━━ Data listing

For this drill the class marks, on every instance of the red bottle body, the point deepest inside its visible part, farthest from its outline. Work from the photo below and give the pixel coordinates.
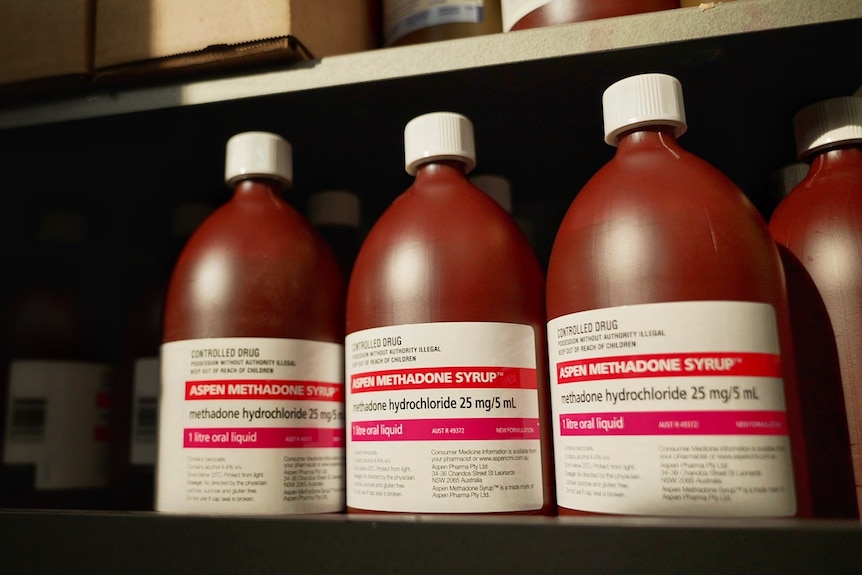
(567, 11)
(251, 362)
(659, 225)
(445, 253)
(818, 227)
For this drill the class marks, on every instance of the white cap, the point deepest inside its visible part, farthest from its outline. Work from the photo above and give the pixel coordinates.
(438, 136)
(495, 186)
(334, 208)
(643, 100)
(826, 123)
(258, 154)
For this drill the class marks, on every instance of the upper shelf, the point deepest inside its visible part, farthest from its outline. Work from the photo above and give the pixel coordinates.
(584, 38)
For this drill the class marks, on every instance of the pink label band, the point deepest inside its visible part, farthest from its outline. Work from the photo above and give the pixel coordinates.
(676, 423)
(262, 437)
(448, 429)
(670, 365)
(264, 389)
(445, 378)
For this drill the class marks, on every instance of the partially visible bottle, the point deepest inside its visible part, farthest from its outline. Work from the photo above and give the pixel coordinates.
(419, 21)
(446, 355)
(336, 215)
(671, 357)
(57, 377)
(138, 372)
(251, 416)
(818, 228)
(523, 14)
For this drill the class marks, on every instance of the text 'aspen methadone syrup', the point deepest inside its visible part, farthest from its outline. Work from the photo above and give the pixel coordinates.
(818, 227)
(251, 406)
(667, 321)
(446, 381)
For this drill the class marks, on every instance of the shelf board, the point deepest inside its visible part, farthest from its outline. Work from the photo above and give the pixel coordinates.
(583, 38)
(147, 542)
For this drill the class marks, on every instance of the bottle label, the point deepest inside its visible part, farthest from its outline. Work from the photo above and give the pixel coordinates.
(443, 418)
(145, 398)
(251, 426)
(671, 409)
(58, 419)
(401, 17)
(514, 10)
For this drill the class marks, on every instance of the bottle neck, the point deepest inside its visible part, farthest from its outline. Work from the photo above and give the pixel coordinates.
(837, 156)
(258, 185)
(441, 168)
(659, 135)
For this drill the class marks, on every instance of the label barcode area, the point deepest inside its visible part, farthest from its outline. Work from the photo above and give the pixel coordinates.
(27, 422)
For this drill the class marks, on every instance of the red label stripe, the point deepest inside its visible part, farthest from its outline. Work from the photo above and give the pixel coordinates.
(670, 365)
(264, 389)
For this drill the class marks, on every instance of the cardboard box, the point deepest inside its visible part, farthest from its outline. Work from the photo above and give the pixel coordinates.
(44, 42)
(147, 37)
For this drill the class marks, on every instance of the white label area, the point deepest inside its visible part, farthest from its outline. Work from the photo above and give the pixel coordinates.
(401, 17)
(671, 409)
(443, 418)
(514, 10)
(145, 398)
(58, 419)
(251, 426)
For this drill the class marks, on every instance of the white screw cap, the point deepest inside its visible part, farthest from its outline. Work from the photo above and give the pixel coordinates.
(258, 154)
(334, 208)
(643, 100)
(438, 136)
(826, 123)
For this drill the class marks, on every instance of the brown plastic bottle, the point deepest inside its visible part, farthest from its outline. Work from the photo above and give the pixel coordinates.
(57, 377)
(252, 359)
(668, 333)
(523, 14)
(818, 228)
(445, 349)
(411, 22)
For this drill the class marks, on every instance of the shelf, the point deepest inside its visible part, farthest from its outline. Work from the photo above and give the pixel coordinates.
(580, 39)
(130, 543)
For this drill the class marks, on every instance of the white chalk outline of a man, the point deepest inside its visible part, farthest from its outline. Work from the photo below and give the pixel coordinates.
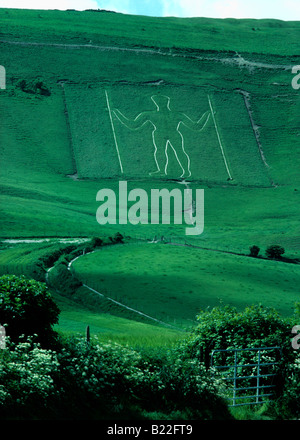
(166, 131)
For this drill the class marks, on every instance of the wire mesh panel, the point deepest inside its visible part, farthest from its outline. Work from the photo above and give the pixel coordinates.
(249, 372)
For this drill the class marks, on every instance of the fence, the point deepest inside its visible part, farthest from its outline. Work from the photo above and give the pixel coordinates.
(264, 369)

━━━━

### Aim of the exercise:
From the listing, extract all text exactly as given and drop any picture.

### Answer to the exercise:
For this drill the class marks, on every instance of the red bottle body, the point deepest inside its visible part, farthest from its outline. Work from the photo below and give the pixel coordinates.
(567, 11)
(251, 362)
(659, 225)
(445, 253)
(818, 227)
For this drill the class marks, on every instance of the white cap, the point deepest inside its visible part, farthest from its outline. Work from the photo above and give the pixel coordinates.
(438, 136)
(495, 186)
(334, 208)
(643, 100)
(826, 123)
(258, 154)
For this drill the class marks, on every instance of the upper shelf, the point deepest inside its visible part, farthest from its outline. Work from the photo above and give the pixel coordinates.
(584, 38)
For this drill the class marks, on every instance of the pink label band, the point deepest inside its visible part, farthest from its outline. Work from the photo above and give the pixel coordinates.
(676, 423)
(262, 437)
(448, 429)
(670, 365)
(264, 389)
(445, 378)
For this drill the class marks, on every instance of the partially visible bottle, the point deepest inside its visible part, farthest from its outline. Work from the photo above and give the pixel coordinates.
(419, 21)
(446, 355)
(336, 215)
(671, 357)
(57, 377)
(138, 372)
(251, 416)
(818, 228)
(523, 14)
For this drill the class marks, on every instance of the text 'aspen methadone syrup', the point deepest inside its visible part, farthest from its outline. Work from the photo above and give the pixel coordinates.
(818, 227)
(251, 406)
(667, 321)
(446, 381)
For this drill the class marks, on every instance of the shelf board, the point deepest inside its visible part, farthest from its outline. Work from the photo above and give the pixel coordinates.
(583, 38)
(147, 542)
For this drill the class marks, on every instance of the bottle label, the point deepest inside its visible part, farthest from its outline. Work from the photo above and give the pixel coordinates.
(443, 418)
(145, 398)
(251, 426)
(671, 409)
(58, 419)
(401, 17)
(514, 10)
For this drill the class marks, on every instance of the bottle neck, the point deepest inside its visible part, farthest from its outline. Work from the photo above and give the pixel coordinates.
(837, 156)
(258, 185)
(441, 168)
(659, 135)
For this drill the class marks, on every instance of the label barcode area, the point deepest inside its visible part, farthest from its outline. Work from the photo above and give the pixel coordinates.
(27, 422)
For this drill the class marks, on every instance of the red label stripe, the point deepest inside its visible part, farthest from its outline. Work from the photo above and give the pixel coordinates.
(670, 365)
(264, 389)
For this drill the class marks, on every instance of the cardboard box, the point deepest inside its visible part, farthest from its outline. Work from the photo above and give the pixel coordinates.
(44, 42)
(147, 37)
For this drill the class marks, on every instance of the white label area, the point deepest inside its visible part, farthest from its outline. Work from the photo above and give the pixel coordinates.
(401, 17)
(671, 409)
(443, 418)
(514, 10)
(145, 398)
(58, 419)
(251, 426)
For this drill the class marks, on every instance of the white screw cap, the point deepest inside its visible part, farthest from its outline. Work from the photo above and give the pixel coordinates.
(258, 154)
(334, 208)
(643, 100)
(438, 136)
(826, 123)
For this drill the class marks, on every instance of the brown plastic bottle, the point deepest inside its visible part, farthest from its outline. Work from the photo above and give the pixel coordinates.
(57, 377)
(252, 359)
(668, 333)
(523, 14)
(818, 228)
(445, 349)
(411, 22)
For this drill the class marks, on every instance of the shelf, the point deepest inside its visible part, farthest from its outline. Work from the photo above and give the pixel coordinates.
(580, 39)
(130, 543)
For this drill the class marks, on every instance of the white chalk outline of a man, the point deepest inside its visible part, farthest from its outline. Work from the photo below and give the pixel coordinates.
(166, 131)
For this drill the class marks, on every instance of the wire mesh panel, the point deepest inside its visible part, farthest from its outline. Work from the photo above and give the pixel coordinates.
(249, 372)
For this drill the class marks, on every instance of the fence, the point deepest inside its visible part, farthest from its outline. Work from the photo above and give the pixel coordinates.
(264, 369)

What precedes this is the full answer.